> TEXT EXCERPT
# # # # #
Not much feels as wholesome and satisfying as creating a masterpiece of a cake from scratch. Learning to bake is a great skill to have and passes an afternoon very pleasantly. And then you have sweet treats for the rest of the week! My all time favourite recipe is this gluten free banana bread by Minimalist Baker.
I absolutely love to read, and if I cosy up in bed with a good novel, I soon forget how cold and miserable the weather is. I generally read travel books although I love a good historical novel too. Some of my favourite travel books are Honeymoon through Purdah, Hunting Mr Heartbreak and anything by Bill Bryson. They make me feel like I’m being transported to far away exotic lands, even if I am still in my tiny flat in South West England.
Connect with people
Whether you give your mother a call, meet up with old friends for coffee or just strike up a conversation with the cashier at your local supermarket, try to connect with as many people as possible. Conversation is the key to combatting isolated feelings associated with the winter blues and SAD, and others will be grateful for your initiative.
Find free ways to explore your area
Of course, nobody has any money in January, but there are free ways to explore every area. If the weather is dry, layer up and find out where you can go on a walk. If it’s not, search for free museums or activities in your area – or see if you can find any mega cheap deals! Bath residents can apply for a card that gives them access to some of the museums for free (including the renowned Roman Baths), and I am sure that other cities have similar schemes.
Give something up
This might seem like you’ll be making yourself more miserable, but successfully giving something up (or failing that, cutting down) gives you a sense of accomplishment and makes you feel worthwhile. Plus, if it’s something that’s bad for you, then there will be health and/or financial benefits, too! I’ve cut out meat from my diet for a bit – something I’ve wanted to do for a while but have always felt a bit awkward about doing because I already can’t eat wheat. But really, my life isn’t all that different without it, and it’s nice to know that I’m helping the planet every time I choose a vegetarian option.
Learn something new
Take January as a great opportunity to develop and grow. I’m currently doing a TEFL course, but learning can take the form of watching a documentary, listening to podcasts or reading online magazines. I’m working my way through Crash Course, a Youtube channel offering potted explanations on various subjects including history, sociology and literature.
Clear room, clear mind is so true. Try and organise your space so you feel happy about being in it. While you’re at it, organise your papers, write stuff in your diary and maybe even get rid of the 38917 junk emails in your inbox that you have no intention of reading. Once you make a concentrated effort to declutter various parts of your life, you’ll find that your head feels fresher and calmer as well.
As you might have guessed, I’m a definitely a summer person, but winter does have its perks. Embrace the fact that it is considered perfectly acceptable to get into bed at 7pm with a tub of ice cream and watch TV, read or write. Appreciate thick jumpers and scarves and boots and how nice it is when you enter a building with the heating already turned on. Wake up on a cold Saturday morning and enjoy being able to lie in a snug cosy bed for an extra hour. Drink hot chocolate with extra whipped cream. And if it snows… well that’s a whole other game.
Winter blues are rubbish, but it’s important to remember that they don’t last forever. Already the days are getting longer and there’s only another seven weeks until March. When feeling a little Januaryish, it’s always good to remember that summer is just around the corner.
# # # # #
> SUPPLIED RECORDS
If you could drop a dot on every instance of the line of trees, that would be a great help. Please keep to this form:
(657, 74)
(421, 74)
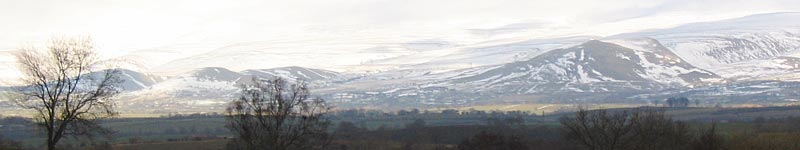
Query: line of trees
(647, 129)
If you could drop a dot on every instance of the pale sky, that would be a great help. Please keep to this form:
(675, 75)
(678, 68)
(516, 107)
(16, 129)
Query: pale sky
(124, 27)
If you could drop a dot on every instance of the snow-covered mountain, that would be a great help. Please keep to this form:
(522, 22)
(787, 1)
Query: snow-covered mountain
(723, 46)
(594, 66)
(757, 56)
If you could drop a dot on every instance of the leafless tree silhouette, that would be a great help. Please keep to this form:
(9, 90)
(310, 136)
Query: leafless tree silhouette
(61, 85)
(272, 114)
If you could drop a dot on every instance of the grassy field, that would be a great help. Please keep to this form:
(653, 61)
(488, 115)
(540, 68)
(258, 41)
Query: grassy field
(544, 108)
(188, 145)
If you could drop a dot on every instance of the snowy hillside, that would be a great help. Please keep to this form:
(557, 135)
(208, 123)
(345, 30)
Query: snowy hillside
(594, 66)
(719, 45)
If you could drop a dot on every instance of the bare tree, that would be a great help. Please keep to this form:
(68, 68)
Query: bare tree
(61, 85)
(273, 114)
(638, 129)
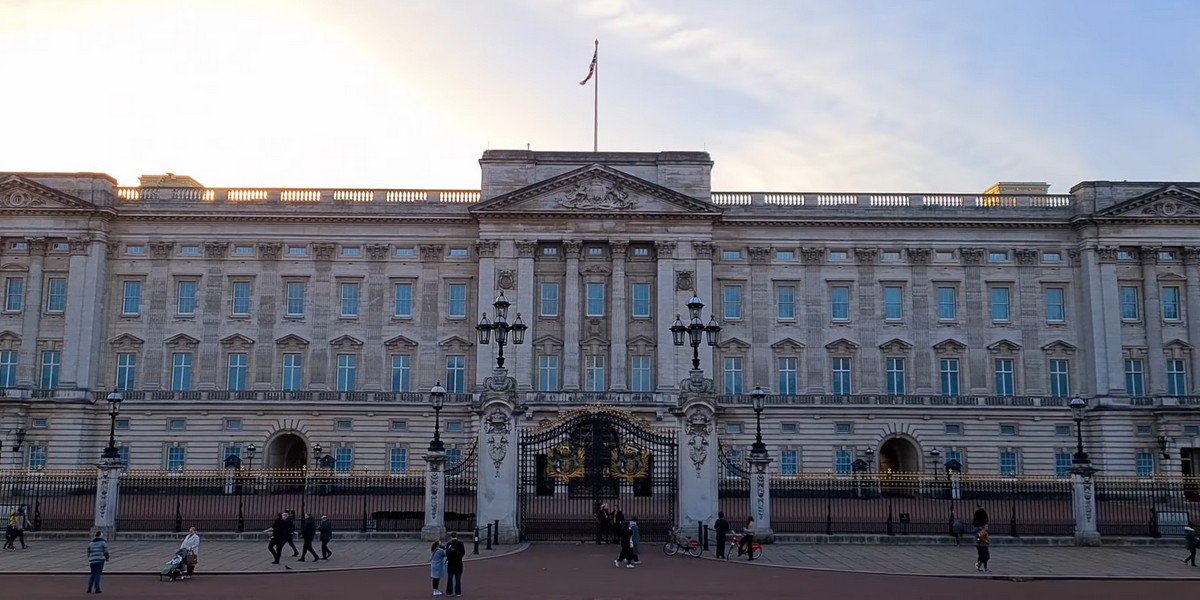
# # # # #
> ABOUT THIS TASK
Using the text about beating the winter blues, say whether each statement agrees with it, giving yes or no and quoting the deciding words: (a) the writer has stopped eating meat for a while; (b) Bath residents can get a card granting free entry to all of the city's museums; (c) Crash Course is a podcast.

> FINAL ANSWER
(a) Yes: "I’ve cut out meat from my diet for a bit"
(b) No: "access to some of the museums for free"
(c) No: "a Youtube channel offering potted explanations on various subjects"